What you will do:
1. In the passage about John McLemore, what did the courts hold in September about his status for libel purposes?
2. Convert the stretch of the listing from the line containing "You are given a photograph. Could you point to the manhole" through the end of the listing into a numbered list, leaving out blank lines and the pictures.

Passage given:
◆ ◆ ◆ ◆ ◆

Essentially branded an accomplice in the murder of the four agents, he was left with only one way to restore his reputation. He turned to the courts for relief, suing the two media outlets -- WFAA-Channel 8 in Dallas and the Houston Chronicle -- who he claimed had defamed him. After years of legal wrangling, the courts ruled against him in September, holding that by doing his job, he lost his status as a newsman and became a newsmaker. For libel purposes, he was no longer a private person but became a public figure.

And the story that he broke ultimately broke him.
John McLemore can't remember a time he didn't want to be a journalist. After graduating from high school in Houston, he attended Stephen F. Austin College for a year and hoped to become a newspaper reporter. With his clean-cut good looks and affable manner, one of his professors suggested he would be a natural in broadcast journalism. He transferred to the University of Texas and almost immediately snagged a coveted paid internship in the Austin bureau of Dallas's WFAA-TV(Channel 8).

Mentored by the well-respected political reporter and Austin bureau chief Carol Kneeland, McLemore worked as an intern for two years, spending all his weekends and vacations at the station. The first in his class to be hired, McLemore landed a job at the Temple bureau of Waco's KWTX-TV and commuted there on weekends until graduation. A year later, he was transferred back to Waco, where he worked first as a sports reporter, and then as a general-assignment reporter. At the same time, he attended Baylor University and received his master's degree in rhetoric and mass communications.

Tall and slender with the sharp features that are perfect for television, McLemore had a commanding on-air presence. "He was spunky and had an attitude -- he wouldn't take no for an answer," remembers cameraman Mulloney. "He had a good voice and was a good writer and reporter."

As a general-assignment reporter, he covered the typical gamut of stories, from murder and mayhem to the quirky feature. And he had a flair for them all. In an award-winning investigative story he did on police brutality in Marlin, Texas, he discovered that several of the officers had been fired from other departments for excessive force. He brought a sense of whimsy to another piece he did on a high school football player who led the marching band at half-time.

◆ ◆ ◆ ◆ ◆

Extracted data:
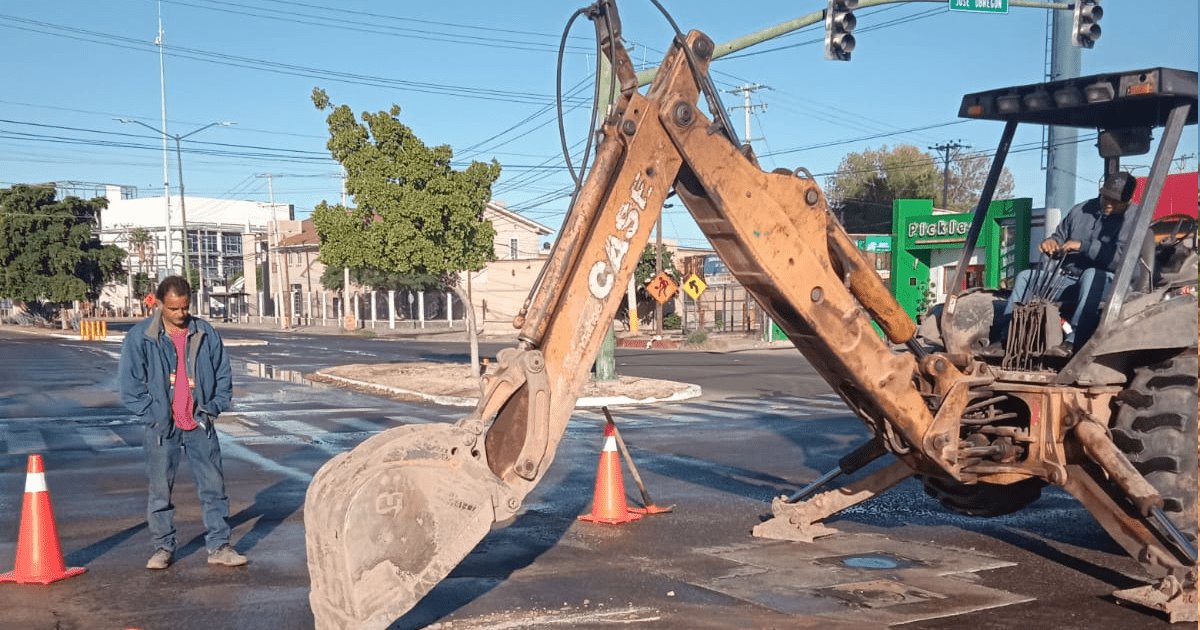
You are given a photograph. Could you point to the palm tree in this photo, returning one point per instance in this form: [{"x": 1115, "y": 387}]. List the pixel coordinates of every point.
[{"x": 143, "y": 245}]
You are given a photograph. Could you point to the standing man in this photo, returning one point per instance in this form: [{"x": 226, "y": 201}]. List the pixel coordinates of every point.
[
  {"x": 175, "y": 377},
  {"x": 1091, "y": 241}
]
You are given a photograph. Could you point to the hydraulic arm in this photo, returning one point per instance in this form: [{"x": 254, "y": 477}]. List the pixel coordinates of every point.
[{"x": 387, "y": 521}]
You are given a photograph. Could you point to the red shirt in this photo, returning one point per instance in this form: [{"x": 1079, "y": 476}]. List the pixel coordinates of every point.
[{"x": 181, "y": 402}]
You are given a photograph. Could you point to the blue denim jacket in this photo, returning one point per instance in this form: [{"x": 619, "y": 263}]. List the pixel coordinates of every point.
[{"x": 148, "y": 360}]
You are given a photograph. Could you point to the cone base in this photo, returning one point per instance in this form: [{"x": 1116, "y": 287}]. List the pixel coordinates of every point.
[
  {"x": 634, "y": 514},
  {"x": 11, "y": 576}
]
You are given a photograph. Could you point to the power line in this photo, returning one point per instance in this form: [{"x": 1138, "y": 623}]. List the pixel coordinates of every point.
[
  {"x": 277, "y": 67},
  {"x": 945, "y": 149}
]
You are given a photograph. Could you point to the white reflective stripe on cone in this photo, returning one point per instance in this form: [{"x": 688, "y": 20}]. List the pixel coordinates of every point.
[{"x": 35, "y": 483}]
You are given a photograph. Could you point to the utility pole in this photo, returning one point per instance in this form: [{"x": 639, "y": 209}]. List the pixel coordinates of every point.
[
  {"x": 349, "y": 318},
  {"x": 166, "y": 168},
  {"x": 745, "y": 90},
  {"x": 281, "y": 258},
  {"x": 945, "y": 149},
  {"x": 183, "y": 204},
  {"x": 1062, "y": 151}
]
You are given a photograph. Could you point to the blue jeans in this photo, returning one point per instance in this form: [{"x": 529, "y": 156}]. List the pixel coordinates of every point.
[
  {"x": 204, "y": 459},
  {"x": 1089, "y": 291}
]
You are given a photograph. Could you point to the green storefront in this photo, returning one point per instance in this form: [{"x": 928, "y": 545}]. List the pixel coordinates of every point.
[{"x": 925, "y": 250}]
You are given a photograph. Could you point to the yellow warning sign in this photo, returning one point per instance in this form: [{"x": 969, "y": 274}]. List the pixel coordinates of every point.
[
  {"x": 663, "y": 288},
  {"x": 694, "y": 286}
]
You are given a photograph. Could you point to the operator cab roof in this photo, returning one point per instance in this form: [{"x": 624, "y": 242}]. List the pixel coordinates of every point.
[{"x": 1104, "y": 101}]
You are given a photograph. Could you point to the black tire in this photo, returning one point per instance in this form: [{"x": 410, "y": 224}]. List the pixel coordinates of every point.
[
  {"x": 983, "y": 499},
  {"x": 1156, "y": 429}
]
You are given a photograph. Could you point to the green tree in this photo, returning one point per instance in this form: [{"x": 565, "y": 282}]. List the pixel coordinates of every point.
[
  {"x": 642, "y": 275},
  {"x": 413, "y": 213},
  {"x": 142, "y": 245},
  {"x": 647, "y": 265},
  {"x": 48, "y": 249},
  {"x": 862, "y": 191}
]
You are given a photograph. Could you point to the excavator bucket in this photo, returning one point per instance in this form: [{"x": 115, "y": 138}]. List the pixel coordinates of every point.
[{"x": 396, "y": 515}]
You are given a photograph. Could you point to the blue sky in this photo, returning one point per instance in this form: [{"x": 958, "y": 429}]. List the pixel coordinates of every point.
[{"x": 467, "y": 73}]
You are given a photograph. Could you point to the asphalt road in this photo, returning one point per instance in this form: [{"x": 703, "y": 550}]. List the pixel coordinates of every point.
[{"x": 765, "y": 426}]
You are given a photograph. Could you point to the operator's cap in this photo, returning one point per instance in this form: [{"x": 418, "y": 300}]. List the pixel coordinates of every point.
[{"x": 1119, "y": 186}]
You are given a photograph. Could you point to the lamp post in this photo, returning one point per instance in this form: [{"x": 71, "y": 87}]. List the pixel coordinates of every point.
[{"x": 183, "y": 207}]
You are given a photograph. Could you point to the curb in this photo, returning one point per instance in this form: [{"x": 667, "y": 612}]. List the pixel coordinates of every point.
[{"x": 690, "y": 391}]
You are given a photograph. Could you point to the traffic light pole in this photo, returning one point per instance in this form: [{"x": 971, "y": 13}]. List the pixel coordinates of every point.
[{"x": 771, "y": 33}]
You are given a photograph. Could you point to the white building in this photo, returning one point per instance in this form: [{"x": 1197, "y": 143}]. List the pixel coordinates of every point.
[{"x": 213, "y": 228}]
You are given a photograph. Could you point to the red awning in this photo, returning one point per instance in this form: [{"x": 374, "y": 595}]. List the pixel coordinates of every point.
[{"x": 1179, "y": 195}]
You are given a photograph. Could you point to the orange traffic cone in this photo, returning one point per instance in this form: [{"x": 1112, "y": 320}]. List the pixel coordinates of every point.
[
  {"x": 609, "y": 501},
  {"x": 39, "y": 555}
]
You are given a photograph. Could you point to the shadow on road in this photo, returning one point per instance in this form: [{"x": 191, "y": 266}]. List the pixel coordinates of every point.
[
  {"x": 85, "y": 556},
  {"x": 507, "y": 550}
]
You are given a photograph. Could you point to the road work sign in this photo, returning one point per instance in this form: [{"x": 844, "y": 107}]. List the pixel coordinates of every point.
[
  {"x": 663, "y": 288},
  {"x": 694, "y": 287}
]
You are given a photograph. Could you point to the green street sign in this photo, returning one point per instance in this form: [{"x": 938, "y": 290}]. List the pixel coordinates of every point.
[{"x": 979, "y": 6}]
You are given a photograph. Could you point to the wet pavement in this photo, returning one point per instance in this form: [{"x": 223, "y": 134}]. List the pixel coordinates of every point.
[{"x": 900, "y": 559}]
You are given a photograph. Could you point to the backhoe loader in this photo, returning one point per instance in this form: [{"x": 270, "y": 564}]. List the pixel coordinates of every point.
[{"x": 1115, "y": 424}]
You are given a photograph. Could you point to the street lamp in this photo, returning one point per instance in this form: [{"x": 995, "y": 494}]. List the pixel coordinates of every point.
[{"x": 183, "y": 207}]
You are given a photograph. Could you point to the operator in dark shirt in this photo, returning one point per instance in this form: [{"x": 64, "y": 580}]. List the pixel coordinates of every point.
[{"x": 1090, "y": 240}]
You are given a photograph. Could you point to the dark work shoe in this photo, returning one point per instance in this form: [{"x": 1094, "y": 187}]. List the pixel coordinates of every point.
[
  {"x": 993, "y": 351},
  {"x": 1061, "y": 351},
  {"x": 161, "y": 559},
  {"x": 226, "y": 556}
]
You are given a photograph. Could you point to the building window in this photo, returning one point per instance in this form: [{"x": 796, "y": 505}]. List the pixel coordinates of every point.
[
  {"x": 232, "y": 244},
  {"x": 209, "y": 243}
]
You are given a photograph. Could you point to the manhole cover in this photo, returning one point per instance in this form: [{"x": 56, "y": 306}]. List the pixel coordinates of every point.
[
  {"x": 881, "y": 593},
  {"x": 870, "y": 561}
]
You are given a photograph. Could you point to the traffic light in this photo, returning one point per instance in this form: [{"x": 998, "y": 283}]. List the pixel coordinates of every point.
[
  {"x": 839, "y": 24},
  {"x": 1086, "y": 28}
]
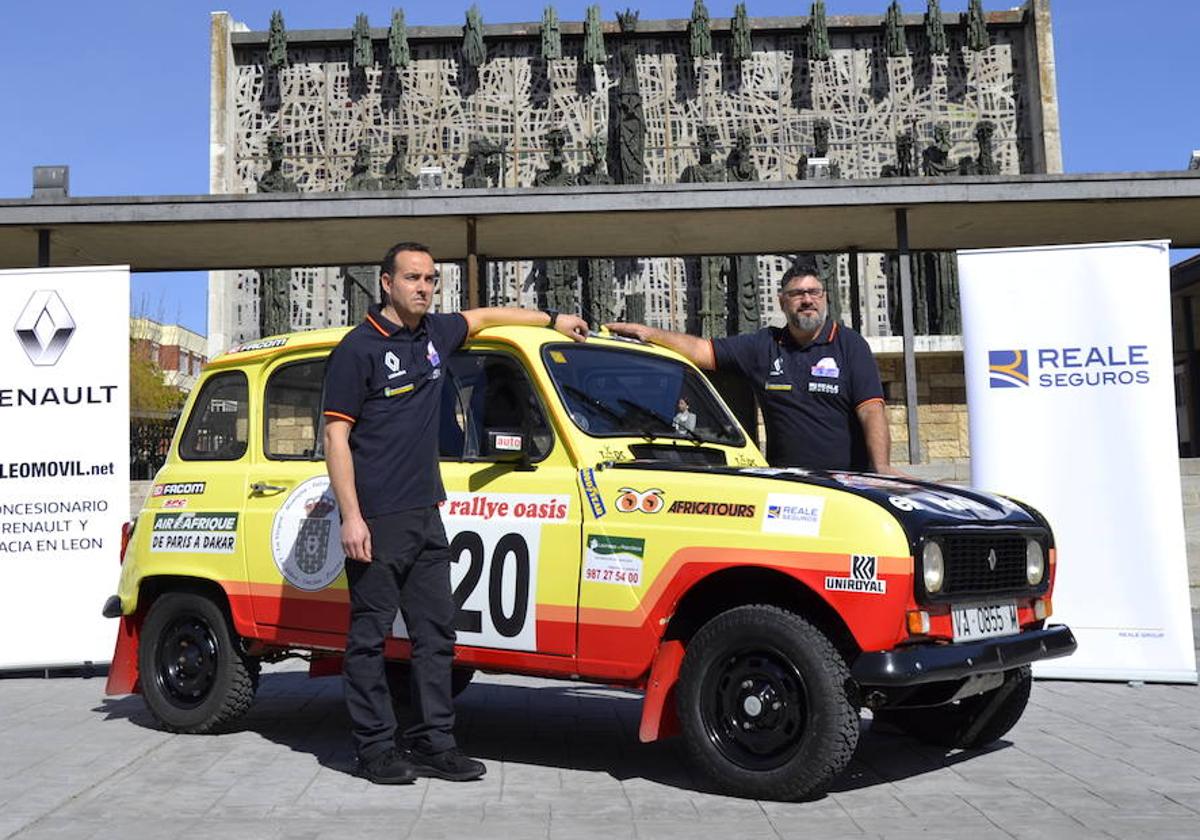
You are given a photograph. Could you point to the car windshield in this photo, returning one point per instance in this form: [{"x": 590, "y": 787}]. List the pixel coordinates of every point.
[{"x": 618, "y": 393}]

◆ ◆ ◆ ◆ ◆

Task-by-task results:
1. They held that he was no longer a private person but had become a public figure.

2.
1. You are given a photograph. Could you point to the manhole cover in this photo, returning one point per instance in this form: [{"x": 56, "y": 306}]. List the pixel coordinates of every point.
2. [
3.   {"x": 881, "y": 593},
4.   {"x": 870, "y": 561}
5. ]
6. You are given a photograph. Could you point to the traffic light in this photo, returning one point per instance in this form: [{"x": 998, "y": 283}]. List the pixel coordinates of every point.
7. [
8.   {"x": 839, "y": 24},
9.   {"x": 1086, "y": 28}
10. ]
11. You are given a photograph. Could you point to the car windshield in this photo, returning one point per instance in this form: [{"x": 590, "y": 787}]. List the pixel coordinates of every point.
12. [{"x": 618, "y": 393}]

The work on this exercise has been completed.